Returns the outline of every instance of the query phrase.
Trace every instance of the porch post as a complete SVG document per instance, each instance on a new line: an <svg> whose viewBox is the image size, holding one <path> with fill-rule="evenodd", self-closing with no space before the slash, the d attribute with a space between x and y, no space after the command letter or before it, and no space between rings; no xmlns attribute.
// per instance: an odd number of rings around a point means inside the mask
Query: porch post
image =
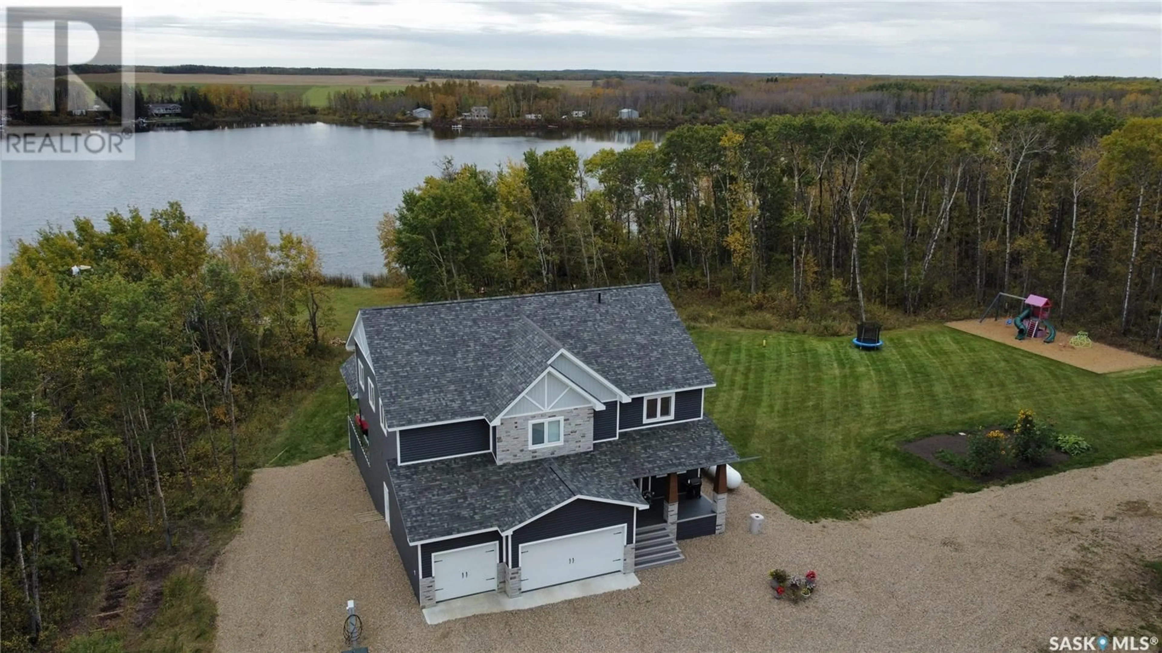
<svg viewBox="0 0 1162 653"><path fill-rule="evenodd" d="M726 530L726 465L715 467L715 488L710 493L715 502L715 533Z"/></svg>
<svg viewBox="0 0 1162 653"><path fill-rule="evenodd" d="M677 472L666 476L666 530L669 537L677 539Z"/></svg>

▬▬▬▬▬▬

### Set problem
Quote every item above verbatim, leaving out the pictures.

### Solution
Returns the outline of every instance of the query phrase.
Trace every instance of the porch post as a complete SVG document per instance, each instance on a new line: an <svg> whose viewBox is the image size, holding one <path> with fill-rule="evenodd", self-closing with no space before the slash, the d attribute with a space between x and y, no space after the command letter or before it, and no space between rings; no xmlns attribute.
// per instance: an odd number of rings around a point means inside the mask
Query: porch post
image =
<svg viewBox="0 0 1162 653"><path fill-rule="evenodd" d="M726 530L726 465L715 467L715 488L710 493L715 502L715 533Z"/></svg>
<svg viewBox="0 0 1162 653"><path fill-rule="evenodd" d="M677 472L666 476L666 530L669 537L677 539Z"/></svg>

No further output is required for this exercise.